REQUIREMENT:
Only the pictures should be dropped; copy the rest of the entries exactly.

•••

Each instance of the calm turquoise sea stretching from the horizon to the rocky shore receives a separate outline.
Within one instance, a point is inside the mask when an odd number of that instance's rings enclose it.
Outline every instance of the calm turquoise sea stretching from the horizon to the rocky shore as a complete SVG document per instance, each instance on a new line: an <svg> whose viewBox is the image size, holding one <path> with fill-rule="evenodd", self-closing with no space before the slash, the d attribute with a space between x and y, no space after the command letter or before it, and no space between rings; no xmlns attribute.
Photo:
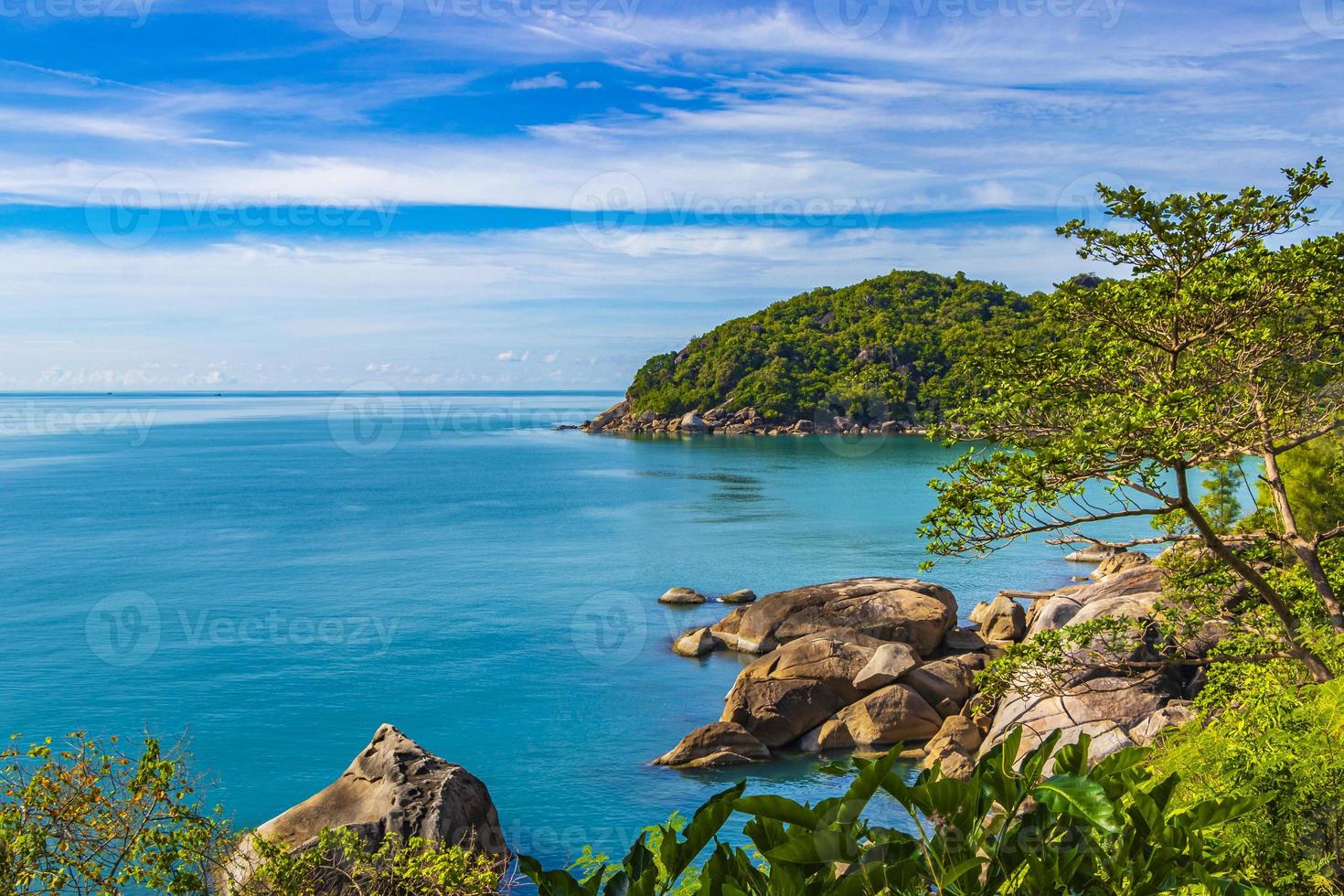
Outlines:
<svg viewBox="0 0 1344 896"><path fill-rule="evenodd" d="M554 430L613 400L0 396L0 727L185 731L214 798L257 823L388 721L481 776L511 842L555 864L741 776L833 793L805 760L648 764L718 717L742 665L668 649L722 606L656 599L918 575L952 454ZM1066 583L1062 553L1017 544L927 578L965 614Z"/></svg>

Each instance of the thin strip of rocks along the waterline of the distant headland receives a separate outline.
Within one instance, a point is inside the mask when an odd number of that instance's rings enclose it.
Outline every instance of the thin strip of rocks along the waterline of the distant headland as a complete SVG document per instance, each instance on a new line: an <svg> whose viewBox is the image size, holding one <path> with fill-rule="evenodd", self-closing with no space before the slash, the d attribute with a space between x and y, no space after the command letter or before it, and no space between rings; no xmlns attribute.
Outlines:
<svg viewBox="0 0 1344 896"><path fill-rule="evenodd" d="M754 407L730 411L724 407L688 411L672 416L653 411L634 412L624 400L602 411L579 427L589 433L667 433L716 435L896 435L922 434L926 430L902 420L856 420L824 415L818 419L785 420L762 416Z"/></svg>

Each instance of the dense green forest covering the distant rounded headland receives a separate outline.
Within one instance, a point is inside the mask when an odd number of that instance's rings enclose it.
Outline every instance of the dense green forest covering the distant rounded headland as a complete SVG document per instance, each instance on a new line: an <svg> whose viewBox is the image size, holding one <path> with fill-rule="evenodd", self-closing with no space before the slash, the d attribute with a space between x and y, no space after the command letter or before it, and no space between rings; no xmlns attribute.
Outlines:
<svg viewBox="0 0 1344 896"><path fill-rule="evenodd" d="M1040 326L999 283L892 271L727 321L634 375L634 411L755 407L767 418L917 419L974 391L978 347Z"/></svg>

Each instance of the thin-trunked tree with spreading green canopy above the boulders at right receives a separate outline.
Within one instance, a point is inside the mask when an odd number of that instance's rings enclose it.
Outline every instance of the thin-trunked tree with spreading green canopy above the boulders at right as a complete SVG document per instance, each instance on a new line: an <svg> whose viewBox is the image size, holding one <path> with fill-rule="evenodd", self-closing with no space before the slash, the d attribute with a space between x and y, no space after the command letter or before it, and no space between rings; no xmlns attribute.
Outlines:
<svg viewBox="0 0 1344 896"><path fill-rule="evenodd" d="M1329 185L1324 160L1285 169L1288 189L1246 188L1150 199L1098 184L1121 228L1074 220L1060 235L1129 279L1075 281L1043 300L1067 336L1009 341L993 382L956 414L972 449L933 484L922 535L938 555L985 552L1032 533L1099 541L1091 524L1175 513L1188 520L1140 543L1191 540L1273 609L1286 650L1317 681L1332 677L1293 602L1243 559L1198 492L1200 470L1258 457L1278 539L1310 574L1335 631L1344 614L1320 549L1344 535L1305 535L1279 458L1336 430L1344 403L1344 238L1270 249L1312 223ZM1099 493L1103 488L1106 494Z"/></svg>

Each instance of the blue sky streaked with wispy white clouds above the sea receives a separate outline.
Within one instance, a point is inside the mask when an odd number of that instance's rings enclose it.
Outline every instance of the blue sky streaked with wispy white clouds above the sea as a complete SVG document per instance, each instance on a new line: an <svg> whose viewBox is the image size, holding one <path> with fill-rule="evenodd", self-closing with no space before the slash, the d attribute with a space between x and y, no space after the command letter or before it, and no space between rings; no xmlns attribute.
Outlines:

•••

ANSWER:
Each instance of the calm turquoise sea stretching from the horizon to the rocky shore receives a separate outline.
Within one instance, a point is inside the mask when an odd number of that instance's rings enclose it.
Outline every instance of the calm turquoise sea stretching from the horizon to the rocky shore as a complete SVG document per instance, each instance on a new line: an <svg> whose viewBox is the image size, holding one <path> with fill-rule="evenodd", self-closing with no space before the slash, the d attribute with a space between x and y, no space after the command letter or before it, and no space between rings; no xmlns attribute.
Photo:
Outlines:
<svg viewBox="0 0 1344 896"><path fill-rule="evenodd" d="M554 430L613 400L0 396L0 727L185 731L214 798L257 823L388 721L481 776L511 842L555 864L741 776L833 793L805 760L648 764L718 717L742 665L668 649L722 606L656 599L918 575L952 454ZM1066 583L1062 553L1017 544L927 578L965 614Z"/></svg>

Each instance of the thin strip of rocks along the waterline of the distant headland receives a separate outline.
Within one instance, a point is inside the mask when an odd number of that instance's rings enclose it.
Outline every instance of the thin strip of rocks along the waterline of the distant headland as a complete SVG document per instance, each instance on a new line: an <svg> whose viewBox is the image size, holding one <path> with fill-rule="evenodd", self-closing with no space before the slash, the d attribute with a space between x and y, no space after the command letter or before it, and no space between rings; no xmlns attribute.
Outlines:
<svg viewBox="0 0 1344 896"><path fill-rule="evenodd" d="M754 407L730 411L724 407L688 411L672 416L653 411L634 412L624 400L602 411L579 427L589 433L667 433L716 435L896 435L922 434L926 430L902 420L856 420L824 415L818 419L785 420L762 416Z"/></svg>

Each instance of the dense green forest covering the distant rounded headland receives a separate outline.
Within one instance, a point is inside the mask when an odd number of that instance's rings enclose it.
Outline every instance of the dense green forest covering the distant rounded headland as a complete SVG document per instance, each instance on a new line: an <svg> whose viewBox is the image size, holding one <path> with fill-rule="evenodd", self-closing with no space before the slash, the d attribute with a space between x and y, no space after the command letter or before it, and no space between rings; no xmlns attribute.
Outlines:
<svg viewBox="0 0 1344 896"><path fill-rule="evenodd" d="M1040 326L999 283L892 271L727 321L634 375L634 411L755 407L767 418L917 419L974 391L978 347Z"/></svg>

Each instance of the thin-trunked tree with spreading green canopy above the boulders at right receives a separate outline.
Within one instance, a point is inside the mask when an odd number of that instance's rings enclose it.
Outline every instance of the thin-trunked tree with spreading green canopy above the boulders at right as a complete SVG document per instance, each instance on a new line: an <svg> whose viewBox is the image size, holding one <path> with fill-rule="evenodd", self-closing with no space before the slash, the d attribute with a space between x and y, no space after the command letter or before it, and no space between rings; no xmlns attribute.
Outlines:
<svg viewBox="0 0 1344 896"><path fill-rule="evenodd" d="M1329 185L1324 160L1285 169L1288 189L1246 188L1150 199L1098 184L1121 228L1074 220L1060 235L1129 279L1075 281L1043 300L1067 336L1009 341L993 382L956 414L972 449L933 484L922 535L938 555L985 552L1032 533L1099 541L1091 524L1175 513L1188 520L1140 543L1191 540L1273 609L1286 650L1317 681L1332 677L1293 602L1243 559L1198 492L1200 470L1258 457L1278 539L1310 574L1335 631L1344 614L1320 549L1344 535L1305 535L1279 458L1336 430L1344 403L1344 238L1270 249L1312 223ZM1099 493L1103 488L1106 494Z"/></svg>

Each instance of the blue sky streaked with wispy white clouds above the sea receives a separate outline.
Within one instance, a point is inside the mask when an odd number of that instance's rings enclose it.
Outline every instance of the blue sky streaked with wispy white clouds above the sea as a complete SVG document per instance, each instance on a new line: an <svg> whose viewBox is the image size, holding one <path> with fill-rule="evenodd", self-closing with no space before the slash, the d attribute with a space between x and y, no space after the command letter or before it, and no space between rings; no xmlns attribute.
Outlines:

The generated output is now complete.